■ Document section
And then, “There’s been a loss of life.”
Ok, calm down, I braced myself. This is part of your job. You’re the corporate media spokesperson and Ted’s calling so you’ll be prepared to respond to media inquiries. I’m good, I told myself.
“And it’s someone you know.” Ted continued.
Again, I tried to shield myself from the worst. This was horrible, but who did I know who worked in the areas where fatal injuries were a risk? – heavy construction projects or warehouses where high volumes of flammable or toxic chemicals were stored.
“It’s your friend, Mona.”
I felt like someone had poured ice water over my head. Phrases from the 23rd Psalm, which I may not have heard since it was recited in elementary school, came into my mind from out of the ether: “thou anointest my head with oil; my cup runneth over.”
Ted proceeded to relay the details. A Camaro, which it turned out was driven by the son of the local major, was changing lanes on the highway, from a middle lane to the lane closest to the curb where Mona was waiting for the bus. In a freakish malfunction, the car’s right rear wheel flew off and hit Mona head-on. Ted said she probably died instantly. The security guard on duty contacted Ted, who quickly arrived on the spot, where company emergency personnel had tried unsuccessfully to revive Mona. “I called her husband and he came to the plant to identify her. He wept over her body,” Ted told me. Her husband, who was now my shrink.

(Referring expression grounding data)
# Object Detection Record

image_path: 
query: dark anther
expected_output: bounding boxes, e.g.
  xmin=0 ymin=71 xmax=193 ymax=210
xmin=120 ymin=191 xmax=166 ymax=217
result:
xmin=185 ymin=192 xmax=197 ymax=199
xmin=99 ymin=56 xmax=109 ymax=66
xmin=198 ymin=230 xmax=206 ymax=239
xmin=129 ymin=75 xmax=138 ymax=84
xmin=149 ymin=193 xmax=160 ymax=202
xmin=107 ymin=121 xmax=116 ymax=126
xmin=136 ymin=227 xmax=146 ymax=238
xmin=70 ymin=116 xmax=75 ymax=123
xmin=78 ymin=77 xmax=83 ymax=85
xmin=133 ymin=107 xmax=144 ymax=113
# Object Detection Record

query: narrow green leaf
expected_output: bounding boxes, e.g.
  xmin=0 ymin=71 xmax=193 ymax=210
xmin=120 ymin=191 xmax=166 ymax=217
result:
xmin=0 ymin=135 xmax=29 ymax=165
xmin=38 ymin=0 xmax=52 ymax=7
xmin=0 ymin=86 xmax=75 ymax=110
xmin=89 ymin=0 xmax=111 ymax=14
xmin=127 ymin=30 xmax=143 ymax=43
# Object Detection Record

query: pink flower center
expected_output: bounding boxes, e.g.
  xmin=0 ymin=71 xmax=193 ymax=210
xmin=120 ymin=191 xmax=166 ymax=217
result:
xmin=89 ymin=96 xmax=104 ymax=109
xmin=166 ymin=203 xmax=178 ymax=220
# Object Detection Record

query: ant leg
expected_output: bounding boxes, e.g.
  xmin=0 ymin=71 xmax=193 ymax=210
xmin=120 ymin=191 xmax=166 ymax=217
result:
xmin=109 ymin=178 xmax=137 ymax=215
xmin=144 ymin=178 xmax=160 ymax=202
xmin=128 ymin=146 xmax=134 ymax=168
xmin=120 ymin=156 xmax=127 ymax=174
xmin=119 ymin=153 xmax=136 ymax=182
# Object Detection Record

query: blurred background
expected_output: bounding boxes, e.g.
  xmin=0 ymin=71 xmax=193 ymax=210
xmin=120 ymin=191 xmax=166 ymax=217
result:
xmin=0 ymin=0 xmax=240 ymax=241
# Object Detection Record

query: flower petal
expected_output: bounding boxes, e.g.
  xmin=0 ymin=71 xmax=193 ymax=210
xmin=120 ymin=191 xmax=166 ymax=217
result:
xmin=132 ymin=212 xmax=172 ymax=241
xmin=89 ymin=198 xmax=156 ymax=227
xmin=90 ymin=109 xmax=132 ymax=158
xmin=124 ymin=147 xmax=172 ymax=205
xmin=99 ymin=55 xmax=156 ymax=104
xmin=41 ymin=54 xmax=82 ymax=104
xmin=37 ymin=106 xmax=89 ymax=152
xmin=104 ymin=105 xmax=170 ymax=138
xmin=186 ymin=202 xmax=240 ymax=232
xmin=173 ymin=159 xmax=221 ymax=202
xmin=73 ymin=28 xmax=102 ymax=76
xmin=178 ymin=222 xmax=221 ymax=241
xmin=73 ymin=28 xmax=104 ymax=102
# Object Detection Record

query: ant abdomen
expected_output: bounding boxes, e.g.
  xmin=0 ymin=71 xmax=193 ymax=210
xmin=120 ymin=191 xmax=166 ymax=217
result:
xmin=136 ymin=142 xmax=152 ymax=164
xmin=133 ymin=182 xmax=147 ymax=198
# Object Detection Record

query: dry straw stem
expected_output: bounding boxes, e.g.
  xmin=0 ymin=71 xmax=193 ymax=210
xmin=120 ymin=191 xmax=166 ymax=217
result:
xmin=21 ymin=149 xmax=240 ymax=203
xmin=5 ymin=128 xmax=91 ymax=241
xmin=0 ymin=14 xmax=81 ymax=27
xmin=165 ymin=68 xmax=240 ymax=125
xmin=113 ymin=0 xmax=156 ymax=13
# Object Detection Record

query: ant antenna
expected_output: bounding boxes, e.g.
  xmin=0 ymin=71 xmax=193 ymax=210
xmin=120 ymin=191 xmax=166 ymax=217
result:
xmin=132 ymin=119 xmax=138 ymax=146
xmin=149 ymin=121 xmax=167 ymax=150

■ Task A
In the account of Mona's death, what struck her?
■ Task B
Extend the account of Mona's death past its final sentence.

■ Response area A
The right rear wheel of a Camaro, which flew off and hit her head-on.

■ Response area B
The call ended and I was left alone with the horrible shock and anguish of this incredible loss. It was getting late, so I tried to lose myself in sleep. But my body was shivering uncontrollably no matter how deeply I buried myself in my blanket. In time I fell into sleep, sunk into the depths of unconsciousness, or traveled to a dimension I’d never experienced.
There, I found myself with a telephone in my hand, knowing that Mona was on the other end. “Mona! Tell me, HOW are you? WHERE are you?” I implored.
And then came just 10 words, punctuated by three powerful pauses, delivered in Mona’s inimitable and unmistakable cadence, but perhaps in a somewhat deeper voice that reminded me of the time my mom spoke to me on the phone when she was just coming out of surgery at the hospital.
She said:
“It’s like (pause)
I’m sort of (pause)
A part of (pause)
It ALL.”
There was the distinctive roll of the “r” in “sort.” The way she said “a” (aye as in hay). The sharp way she annunciated the “t” in “It.” And the long “aw” sound in “ALL.” It was Mona.
And in those 10 words she told me everything – that she’d become “a part of It ALL,” a part of the whole of life and death and the natural forces of the universe that make EVERYTHING “a part of… It ALL.”
That was it, and in the morning I awoke to the normal world. Except that I was convinced I had experienced something paranormal, that I had glimpsed something exceptional that held the secrets of existence and nonexistence.
So profoundly was Mona’s husband, Harold, my shrink, affected by my story of what I’d experienced that he made me write it down, and read it to him as closely as I could to Mona’s voice.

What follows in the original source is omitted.